* Objective *
Please find every row below that contains the string "blazer" and copy each of those rows in full.

* Stored rows *
•••••

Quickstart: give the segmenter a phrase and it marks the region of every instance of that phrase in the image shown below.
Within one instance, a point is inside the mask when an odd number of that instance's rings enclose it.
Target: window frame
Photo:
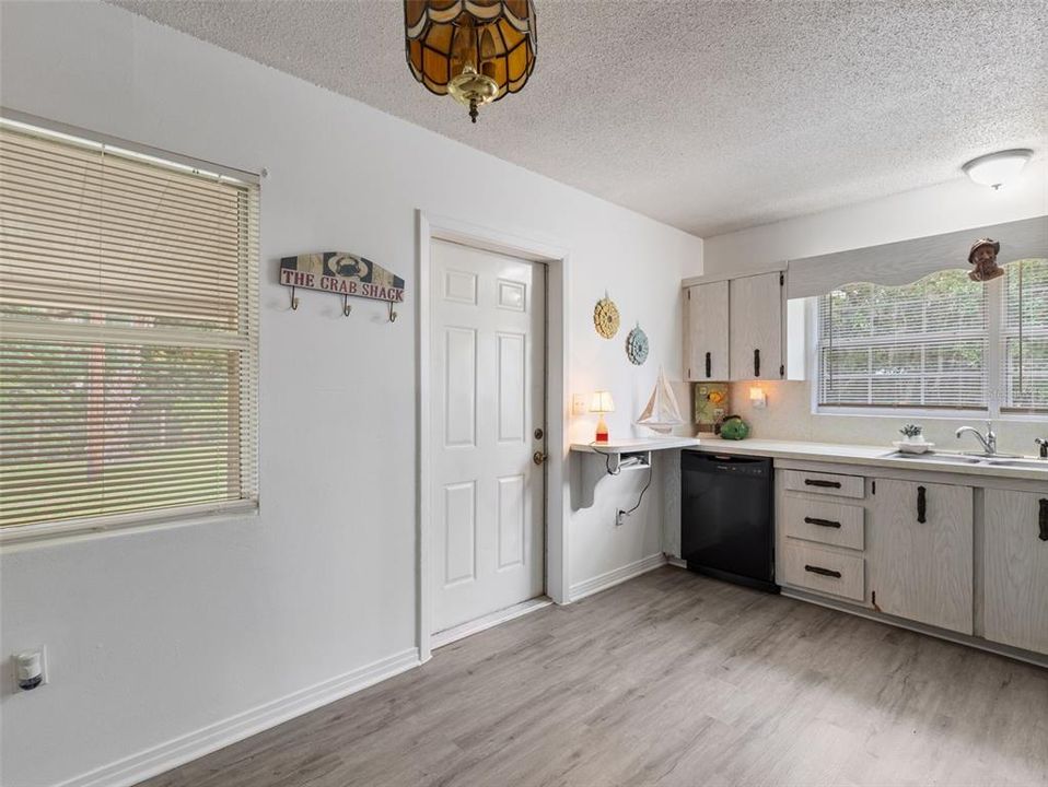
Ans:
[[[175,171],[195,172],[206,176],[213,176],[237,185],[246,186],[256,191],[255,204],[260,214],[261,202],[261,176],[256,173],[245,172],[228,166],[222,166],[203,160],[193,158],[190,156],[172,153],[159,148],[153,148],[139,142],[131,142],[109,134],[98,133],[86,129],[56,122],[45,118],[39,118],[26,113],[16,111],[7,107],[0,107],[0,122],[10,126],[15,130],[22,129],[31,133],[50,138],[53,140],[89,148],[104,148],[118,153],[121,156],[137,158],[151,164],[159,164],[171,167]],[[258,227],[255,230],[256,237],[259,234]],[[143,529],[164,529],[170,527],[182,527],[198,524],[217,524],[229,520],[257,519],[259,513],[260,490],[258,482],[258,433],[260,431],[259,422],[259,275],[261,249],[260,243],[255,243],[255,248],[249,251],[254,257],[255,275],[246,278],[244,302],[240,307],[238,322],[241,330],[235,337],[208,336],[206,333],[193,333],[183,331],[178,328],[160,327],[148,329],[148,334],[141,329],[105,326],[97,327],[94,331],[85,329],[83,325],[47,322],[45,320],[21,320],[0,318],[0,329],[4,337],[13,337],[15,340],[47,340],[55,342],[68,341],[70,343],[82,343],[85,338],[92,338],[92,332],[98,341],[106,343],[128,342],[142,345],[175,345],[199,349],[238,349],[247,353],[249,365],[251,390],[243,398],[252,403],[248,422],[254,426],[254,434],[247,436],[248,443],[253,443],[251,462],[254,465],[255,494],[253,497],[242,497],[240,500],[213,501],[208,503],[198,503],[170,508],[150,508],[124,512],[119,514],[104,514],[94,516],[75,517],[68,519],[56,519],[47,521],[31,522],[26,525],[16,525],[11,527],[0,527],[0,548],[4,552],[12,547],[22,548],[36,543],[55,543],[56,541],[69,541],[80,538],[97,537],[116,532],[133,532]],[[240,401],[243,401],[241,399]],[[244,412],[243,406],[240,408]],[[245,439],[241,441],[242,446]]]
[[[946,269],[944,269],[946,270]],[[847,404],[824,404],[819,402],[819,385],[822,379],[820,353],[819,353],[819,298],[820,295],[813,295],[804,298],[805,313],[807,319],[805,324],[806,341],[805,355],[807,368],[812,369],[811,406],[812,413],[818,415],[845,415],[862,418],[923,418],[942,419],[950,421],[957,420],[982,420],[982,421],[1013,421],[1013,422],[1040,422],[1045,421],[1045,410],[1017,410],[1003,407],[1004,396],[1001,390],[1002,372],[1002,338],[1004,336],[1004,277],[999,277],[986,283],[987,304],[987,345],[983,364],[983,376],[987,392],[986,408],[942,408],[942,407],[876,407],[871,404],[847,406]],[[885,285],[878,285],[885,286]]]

•••••

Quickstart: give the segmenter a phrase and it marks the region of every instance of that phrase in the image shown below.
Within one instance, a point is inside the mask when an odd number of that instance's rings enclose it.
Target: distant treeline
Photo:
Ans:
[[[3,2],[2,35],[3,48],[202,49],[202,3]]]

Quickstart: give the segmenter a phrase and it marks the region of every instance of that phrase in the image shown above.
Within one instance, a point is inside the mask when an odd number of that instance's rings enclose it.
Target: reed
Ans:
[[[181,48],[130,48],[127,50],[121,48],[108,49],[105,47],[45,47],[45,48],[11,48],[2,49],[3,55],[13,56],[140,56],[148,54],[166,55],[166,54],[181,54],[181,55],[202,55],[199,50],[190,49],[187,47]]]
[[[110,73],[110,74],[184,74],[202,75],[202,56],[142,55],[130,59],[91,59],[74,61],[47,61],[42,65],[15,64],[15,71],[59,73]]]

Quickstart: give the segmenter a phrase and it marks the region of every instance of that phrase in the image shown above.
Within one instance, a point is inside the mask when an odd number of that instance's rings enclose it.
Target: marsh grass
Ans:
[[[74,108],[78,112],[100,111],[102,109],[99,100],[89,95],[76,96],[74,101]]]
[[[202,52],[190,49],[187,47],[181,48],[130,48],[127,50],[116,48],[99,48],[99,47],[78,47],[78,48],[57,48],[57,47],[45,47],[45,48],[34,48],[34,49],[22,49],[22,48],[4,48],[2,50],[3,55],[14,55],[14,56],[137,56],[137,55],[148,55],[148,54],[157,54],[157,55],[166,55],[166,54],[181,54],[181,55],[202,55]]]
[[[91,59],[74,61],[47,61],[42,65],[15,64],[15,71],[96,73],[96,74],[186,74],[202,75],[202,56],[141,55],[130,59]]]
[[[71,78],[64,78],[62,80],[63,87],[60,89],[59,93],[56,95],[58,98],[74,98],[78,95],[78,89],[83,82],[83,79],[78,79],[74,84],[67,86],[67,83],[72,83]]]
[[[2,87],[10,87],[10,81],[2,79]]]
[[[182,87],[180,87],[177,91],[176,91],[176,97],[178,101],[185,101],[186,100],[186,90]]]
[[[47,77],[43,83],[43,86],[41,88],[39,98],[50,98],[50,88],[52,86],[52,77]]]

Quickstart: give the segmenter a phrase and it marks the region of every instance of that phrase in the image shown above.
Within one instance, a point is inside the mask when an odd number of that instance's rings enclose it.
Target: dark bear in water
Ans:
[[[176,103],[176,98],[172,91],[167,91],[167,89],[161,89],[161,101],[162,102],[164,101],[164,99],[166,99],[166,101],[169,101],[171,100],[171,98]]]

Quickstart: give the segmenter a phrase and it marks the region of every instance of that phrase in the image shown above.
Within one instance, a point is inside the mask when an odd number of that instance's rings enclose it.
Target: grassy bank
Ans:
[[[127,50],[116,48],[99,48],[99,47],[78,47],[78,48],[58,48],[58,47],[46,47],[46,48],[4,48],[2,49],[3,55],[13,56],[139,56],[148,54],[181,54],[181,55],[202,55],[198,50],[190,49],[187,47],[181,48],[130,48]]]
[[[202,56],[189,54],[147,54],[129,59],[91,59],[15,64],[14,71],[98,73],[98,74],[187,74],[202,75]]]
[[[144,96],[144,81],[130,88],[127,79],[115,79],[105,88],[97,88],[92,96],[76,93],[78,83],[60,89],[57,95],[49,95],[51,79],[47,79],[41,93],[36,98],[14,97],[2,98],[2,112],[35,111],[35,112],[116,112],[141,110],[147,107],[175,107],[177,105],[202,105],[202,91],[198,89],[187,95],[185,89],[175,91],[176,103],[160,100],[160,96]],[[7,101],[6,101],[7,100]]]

•••••

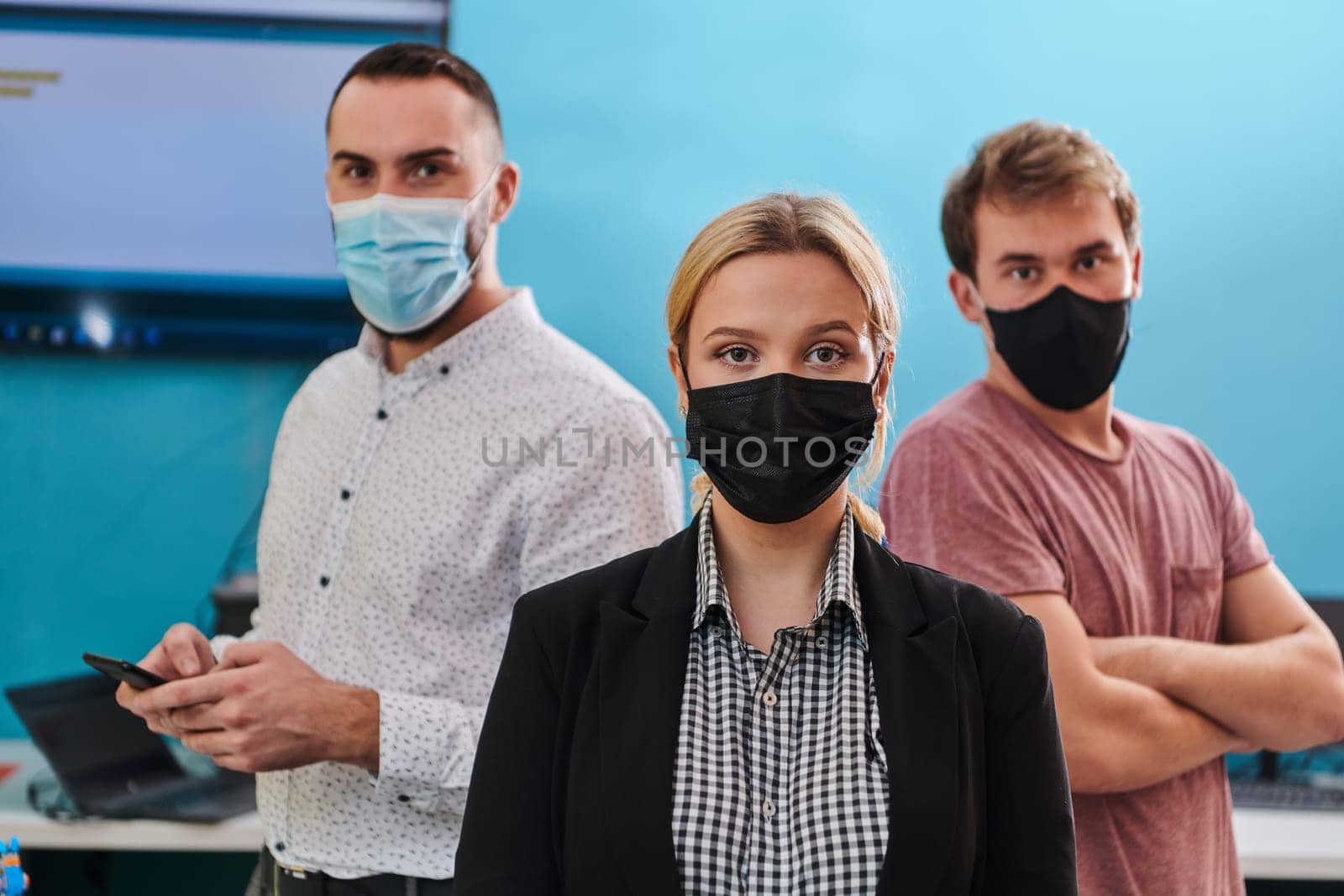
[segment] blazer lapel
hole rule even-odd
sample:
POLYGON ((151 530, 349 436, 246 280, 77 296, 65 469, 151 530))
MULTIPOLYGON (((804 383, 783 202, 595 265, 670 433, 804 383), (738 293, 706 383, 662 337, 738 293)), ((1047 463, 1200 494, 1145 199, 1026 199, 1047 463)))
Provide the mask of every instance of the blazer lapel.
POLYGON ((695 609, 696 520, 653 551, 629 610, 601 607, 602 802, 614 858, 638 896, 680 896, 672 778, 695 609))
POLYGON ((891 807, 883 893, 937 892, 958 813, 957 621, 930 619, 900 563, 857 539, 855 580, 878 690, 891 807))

•••••

* Task solution *
[segment] blazer lapel
Provide the mask of every instance of the blazer lapel.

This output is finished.